_Problem details_
Within the data below, copy each line where the string "road" is found.

(Image-grounded pointing data)
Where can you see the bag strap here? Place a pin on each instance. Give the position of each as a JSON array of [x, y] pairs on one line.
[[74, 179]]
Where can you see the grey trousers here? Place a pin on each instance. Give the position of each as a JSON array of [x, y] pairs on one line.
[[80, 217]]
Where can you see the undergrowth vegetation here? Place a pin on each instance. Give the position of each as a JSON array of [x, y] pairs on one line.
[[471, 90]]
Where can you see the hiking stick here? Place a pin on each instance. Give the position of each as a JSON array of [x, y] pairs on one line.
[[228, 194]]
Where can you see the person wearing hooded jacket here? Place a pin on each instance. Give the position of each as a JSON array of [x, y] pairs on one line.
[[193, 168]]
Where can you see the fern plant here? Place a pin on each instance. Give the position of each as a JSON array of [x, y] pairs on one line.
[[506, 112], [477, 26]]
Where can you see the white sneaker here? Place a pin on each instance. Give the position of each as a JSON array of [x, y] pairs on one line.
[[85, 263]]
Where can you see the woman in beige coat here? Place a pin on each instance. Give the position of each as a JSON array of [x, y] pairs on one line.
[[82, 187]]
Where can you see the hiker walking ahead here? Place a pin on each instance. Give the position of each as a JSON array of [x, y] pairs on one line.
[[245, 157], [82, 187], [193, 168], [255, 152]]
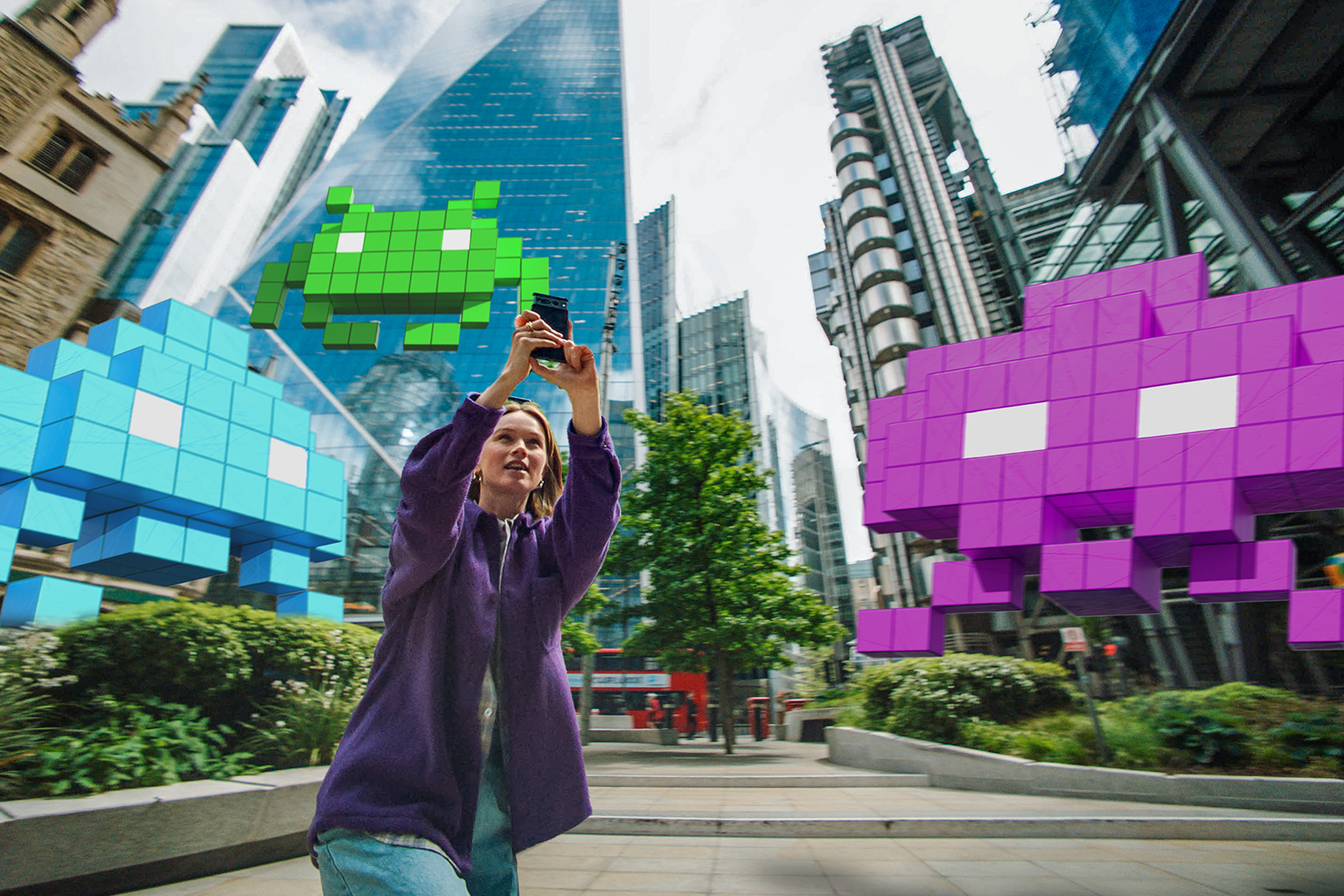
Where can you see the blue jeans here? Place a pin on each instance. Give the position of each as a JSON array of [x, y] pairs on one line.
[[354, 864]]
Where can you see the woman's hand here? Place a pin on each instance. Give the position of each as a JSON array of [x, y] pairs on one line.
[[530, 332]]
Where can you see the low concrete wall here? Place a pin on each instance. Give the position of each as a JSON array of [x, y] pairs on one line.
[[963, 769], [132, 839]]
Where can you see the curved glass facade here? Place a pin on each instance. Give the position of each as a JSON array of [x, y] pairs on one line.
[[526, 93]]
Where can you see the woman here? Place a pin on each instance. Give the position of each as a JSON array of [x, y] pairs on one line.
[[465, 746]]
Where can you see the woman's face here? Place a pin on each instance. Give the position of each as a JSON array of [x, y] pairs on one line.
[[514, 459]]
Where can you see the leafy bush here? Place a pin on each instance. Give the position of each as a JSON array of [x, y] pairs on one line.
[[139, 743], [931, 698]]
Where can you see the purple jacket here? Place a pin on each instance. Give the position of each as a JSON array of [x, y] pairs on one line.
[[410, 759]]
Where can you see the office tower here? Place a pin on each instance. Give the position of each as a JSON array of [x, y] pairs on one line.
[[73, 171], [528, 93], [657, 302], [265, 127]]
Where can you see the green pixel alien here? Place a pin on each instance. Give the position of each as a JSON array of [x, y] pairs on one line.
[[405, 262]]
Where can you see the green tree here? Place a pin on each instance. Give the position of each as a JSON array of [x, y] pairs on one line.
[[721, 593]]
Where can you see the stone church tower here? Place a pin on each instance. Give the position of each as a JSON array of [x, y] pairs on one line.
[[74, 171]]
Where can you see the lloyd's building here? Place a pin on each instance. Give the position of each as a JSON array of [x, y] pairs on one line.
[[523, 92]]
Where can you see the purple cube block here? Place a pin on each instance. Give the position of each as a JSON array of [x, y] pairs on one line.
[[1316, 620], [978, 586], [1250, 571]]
==
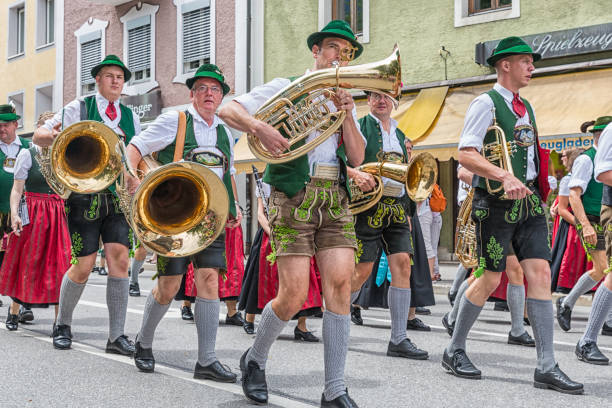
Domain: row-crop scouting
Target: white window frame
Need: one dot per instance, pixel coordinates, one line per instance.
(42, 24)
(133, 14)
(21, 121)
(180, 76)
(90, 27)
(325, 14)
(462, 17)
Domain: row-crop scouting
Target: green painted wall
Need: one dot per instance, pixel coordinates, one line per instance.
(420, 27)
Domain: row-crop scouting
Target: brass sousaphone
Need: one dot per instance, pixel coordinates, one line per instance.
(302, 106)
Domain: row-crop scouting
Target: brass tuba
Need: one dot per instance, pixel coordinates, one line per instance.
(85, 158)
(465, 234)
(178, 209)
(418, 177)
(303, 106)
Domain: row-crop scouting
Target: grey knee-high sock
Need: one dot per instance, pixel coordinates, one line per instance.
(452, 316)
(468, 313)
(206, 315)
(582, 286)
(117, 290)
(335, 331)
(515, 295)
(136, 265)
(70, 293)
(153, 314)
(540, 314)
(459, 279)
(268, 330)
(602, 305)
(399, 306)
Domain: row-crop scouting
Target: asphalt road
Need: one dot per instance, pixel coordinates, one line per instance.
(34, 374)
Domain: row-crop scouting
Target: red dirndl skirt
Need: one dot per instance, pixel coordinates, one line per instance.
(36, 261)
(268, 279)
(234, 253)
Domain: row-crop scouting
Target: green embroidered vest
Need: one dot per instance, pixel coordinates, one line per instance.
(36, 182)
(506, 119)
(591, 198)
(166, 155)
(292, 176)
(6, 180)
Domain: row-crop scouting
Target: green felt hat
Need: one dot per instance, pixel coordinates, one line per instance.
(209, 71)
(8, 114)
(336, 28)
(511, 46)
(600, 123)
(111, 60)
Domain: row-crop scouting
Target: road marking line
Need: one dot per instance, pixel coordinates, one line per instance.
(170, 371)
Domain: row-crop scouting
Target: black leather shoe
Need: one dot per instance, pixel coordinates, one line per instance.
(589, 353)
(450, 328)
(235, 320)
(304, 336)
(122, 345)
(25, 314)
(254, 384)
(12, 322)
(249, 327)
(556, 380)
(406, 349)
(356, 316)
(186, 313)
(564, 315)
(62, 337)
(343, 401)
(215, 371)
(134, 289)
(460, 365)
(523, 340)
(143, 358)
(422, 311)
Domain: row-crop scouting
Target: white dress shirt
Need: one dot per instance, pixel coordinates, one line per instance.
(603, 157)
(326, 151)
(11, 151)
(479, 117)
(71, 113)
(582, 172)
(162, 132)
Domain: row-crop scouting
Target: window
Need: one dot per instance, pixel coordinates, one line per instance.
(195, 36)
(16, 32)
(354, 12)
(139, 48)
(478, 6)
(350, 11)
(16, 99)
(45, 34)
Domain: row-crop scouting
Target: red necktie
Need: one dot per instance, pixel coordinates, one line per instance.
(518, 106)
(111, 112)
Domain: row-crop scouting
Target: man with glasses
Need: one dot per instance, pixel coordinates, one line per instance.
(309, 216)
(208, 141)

_Response for this exercise_
Target: asphalt road
Target: road marking line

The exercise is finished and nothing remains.